[SHORT PROBLEM] Reproduce the items word for word, starting at the line that contains "Note: pick out the white planter" and stopping after the line that contains "column 471, row 250", both of those lines included.

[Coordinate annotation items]
#####
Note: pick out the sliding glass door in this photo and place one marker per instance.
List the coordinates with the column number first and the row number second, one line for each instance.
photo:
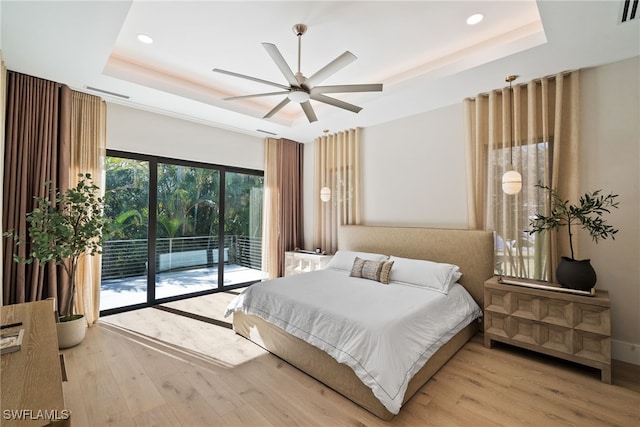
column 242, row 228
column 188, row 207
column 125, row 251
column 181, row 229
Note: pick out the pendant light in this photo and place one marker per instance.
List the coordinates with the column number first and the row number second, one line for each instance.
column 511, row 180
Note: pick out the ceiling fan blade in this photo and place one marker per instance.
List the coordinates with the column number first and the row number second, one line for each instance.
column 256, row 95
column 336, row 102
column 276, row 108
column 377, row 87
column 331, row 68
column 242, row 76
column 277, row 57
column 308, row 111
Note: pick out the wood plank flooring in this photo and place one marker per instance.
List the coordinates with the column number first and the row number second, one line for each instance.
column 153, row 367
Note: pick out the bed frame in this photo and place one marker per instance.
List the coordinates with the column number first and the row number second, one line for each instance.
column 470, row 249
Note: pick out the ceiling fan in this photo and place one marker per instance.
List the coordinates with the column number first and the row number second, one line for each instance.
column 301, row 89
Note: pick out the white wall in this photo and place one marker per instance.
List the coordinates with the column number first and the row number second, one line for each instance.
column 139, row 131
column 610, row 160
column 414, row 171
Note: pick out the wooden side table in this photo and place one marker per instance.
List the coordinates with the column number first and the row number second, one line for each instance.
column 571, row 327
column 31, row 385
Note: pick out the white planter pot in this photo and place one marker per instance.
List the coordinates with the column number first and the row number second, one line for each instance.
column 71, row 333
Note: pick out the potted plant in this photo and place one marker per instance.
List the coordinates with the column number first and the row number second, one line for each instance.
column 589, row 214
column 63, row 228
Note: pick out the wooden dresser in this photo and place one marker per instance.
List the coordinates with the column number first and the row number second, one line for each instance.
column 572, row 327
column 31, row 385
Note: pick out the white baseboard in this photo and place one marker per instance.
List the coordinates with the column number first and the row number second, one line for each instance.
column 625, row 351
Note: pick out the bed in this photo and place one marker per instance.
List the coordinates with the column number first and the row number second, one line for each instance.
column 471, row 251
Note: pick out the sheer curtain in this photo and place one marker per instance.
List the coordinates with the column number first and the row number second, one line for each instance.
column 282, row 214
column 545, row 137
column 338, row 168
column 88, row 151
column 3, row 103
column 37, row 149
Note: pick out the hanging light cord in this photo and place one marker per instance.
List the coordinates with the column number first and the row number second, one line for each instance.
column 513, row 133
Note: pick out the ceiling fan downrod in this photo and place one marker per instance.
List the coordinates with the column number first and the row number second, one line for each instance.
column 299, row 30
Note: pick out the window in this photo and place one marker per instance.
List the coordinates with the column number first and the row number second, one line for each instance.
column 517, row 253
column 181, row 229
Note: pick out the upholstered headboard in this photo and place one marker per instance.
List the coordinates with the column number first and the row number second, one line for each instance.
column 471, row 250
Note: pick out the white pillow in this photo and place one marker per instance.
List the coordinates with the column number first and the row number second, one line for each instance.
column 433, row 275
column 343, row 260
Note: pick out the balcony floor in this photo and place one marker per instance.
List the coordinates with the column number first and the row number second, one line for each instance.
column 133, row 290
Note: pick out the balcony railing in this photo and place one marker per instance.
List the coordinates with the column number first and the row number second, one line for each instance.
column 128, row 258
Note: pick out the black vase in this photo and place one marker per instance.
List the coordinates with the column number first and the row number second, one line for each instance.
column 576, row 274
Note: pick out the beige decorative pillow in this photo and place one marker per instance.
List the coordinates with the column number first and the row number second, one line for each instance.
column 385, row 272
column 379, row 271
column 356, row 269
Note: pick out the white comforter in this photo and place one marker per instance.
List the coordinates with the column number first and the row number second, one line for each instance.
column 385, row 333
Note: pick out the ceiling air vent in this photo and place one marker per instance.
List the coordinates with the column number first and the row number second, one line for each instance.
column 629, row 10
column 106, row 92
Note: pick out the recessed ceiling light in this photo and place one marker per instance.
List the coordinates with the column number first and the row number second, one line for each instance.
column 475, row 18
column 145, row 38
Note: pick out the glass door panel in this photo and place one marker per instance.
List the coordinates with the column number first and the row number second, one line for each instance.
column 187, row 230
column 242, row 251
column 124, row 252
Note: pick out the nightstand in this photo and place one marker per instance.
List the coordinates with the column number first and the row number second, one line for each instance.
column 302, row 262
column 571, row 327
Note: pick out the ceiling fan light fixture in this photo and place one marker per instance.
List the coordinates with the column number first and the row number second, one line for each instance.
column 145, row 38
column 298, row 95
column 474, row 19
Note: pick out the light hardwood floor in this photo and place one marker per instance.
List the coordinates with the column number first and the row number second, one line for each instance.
#####
[OUTPUT FOR THIS TASK]
Note: pick out the white planter pot in this photo and place one marker per instance.
List the coordinates with the column number first and the row number second, one line for each instance.
column 71, row 333
Note: pick out the potted plant in this photo and place one marker per instance.
List the coordinates with the column number first and the row number second, one line for each instance.
column 589, row 214
column 63, row 228
Note: pick out the wooden dresser in this photo and place one marker per instance.
List the coordinates with the column number first and the row number second, one line for each instance.
column 572, row 327
column 31, row 385
Note: pick out the white baseboard in this photo and place one marker per instance.
List the coordinates with the column number first and the row number second, one line for each instance.
column 625, row 351
Note: pick out the bed in this photo and place one marker per instance.
List the coordinates with the column number first and the row number second, one line for each instance.
column 471, row 251
Note: pick out the sheer curtain in this photo and place one marker per instance.
List the coordinates with the column number first and the row number second, one line for each instance.
column 282, row 214
column 545, row 137
column 338, row 168
column 88, row 151
column 3, row 103
column 37, row 149
Note: pick out the hanging light cord in this photo and place one marker per instance.
List the coordinates with the column number first and the row number second, one line for each instance.
column 513, row 133
Note: pick out the ceiling fan downrod in this photo and place one marker per instance.
List the coordinates with the column number first and the row number second, one line for each instance.
column 299, row 30
Note: pick out the window in this photo and place one marker per instance.
List the coordinates with the column number first and the row number second, one line for each instance.
column 517, row 253
column 181, row 229
Note: pick out the upholstered headboard in this photo and place one marker per instance.
List the coordinates with the column number first and the row number second, one line for each instance.
column 471, row 250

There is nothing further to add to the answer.